# [Objective]
Can you scale the coordinates in these lines by giving every line again, requests included, with each coordinate in the answers multiplied by 0.45 and rounded to a whole number, halves rounding up? Leave the pictures out.
━━━━━━━━━━━━━━━━━━━━
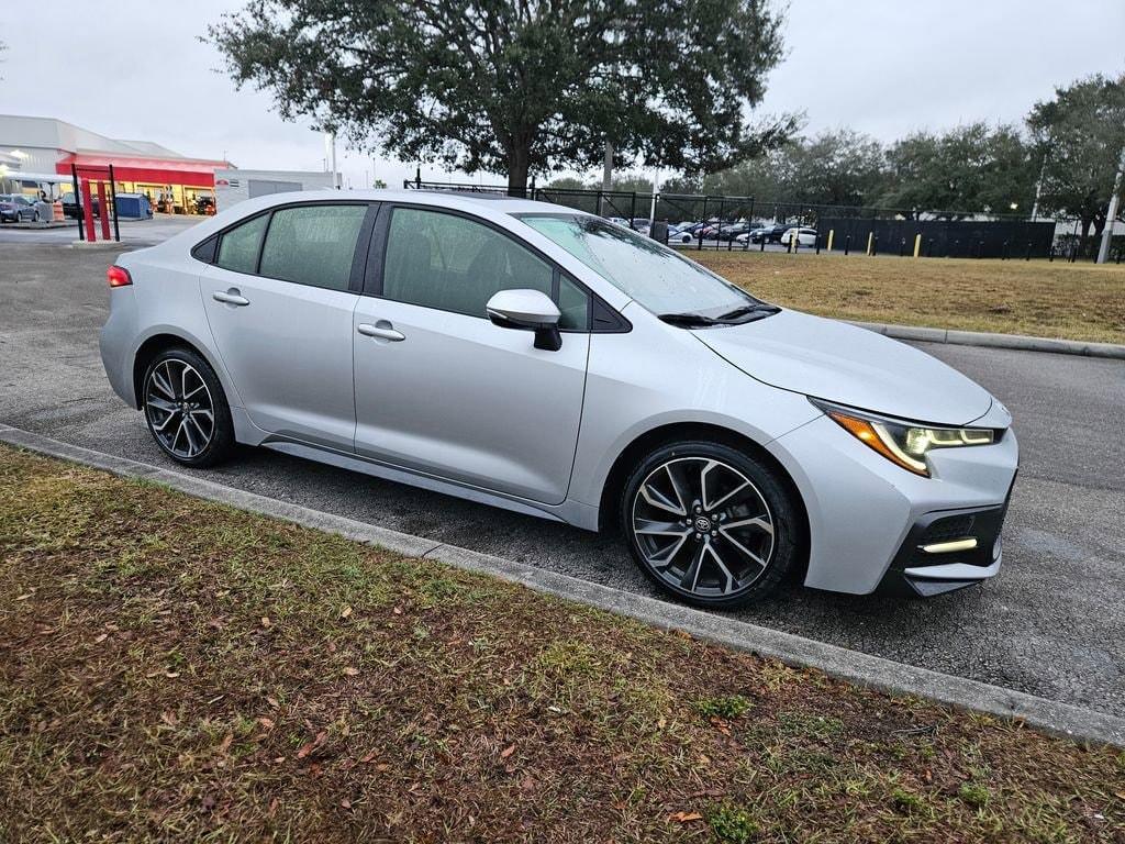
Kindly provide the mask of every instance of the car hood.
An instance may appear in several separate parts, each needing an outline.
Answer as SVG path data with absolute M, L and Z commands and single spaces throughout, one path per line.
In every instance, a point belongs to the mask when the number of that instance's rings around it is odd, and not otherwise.
M 911 345 L 800 311 L 693 333 L 760 381 L 890 416 L 963 425 L 992 405 L 983 387 Z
━━━━━━━━━━━━━━━━━━━━
# [Expected answer]
Kindly provide the mask of every instance of the car hood.
An instance may appear in several separate parts, each needing an outline.
Answer as SVG path data with absolute M, L and Z commands and single spaces throughout, one path per line.
In every instance, a point belongs to the mask when the number of that instance's rings around it is odd, and not otherwise.
M 410 155 L 360 140 L 312 150 L 342 171 L 401 187 L 433 191 L 446 182 L 442 174 Z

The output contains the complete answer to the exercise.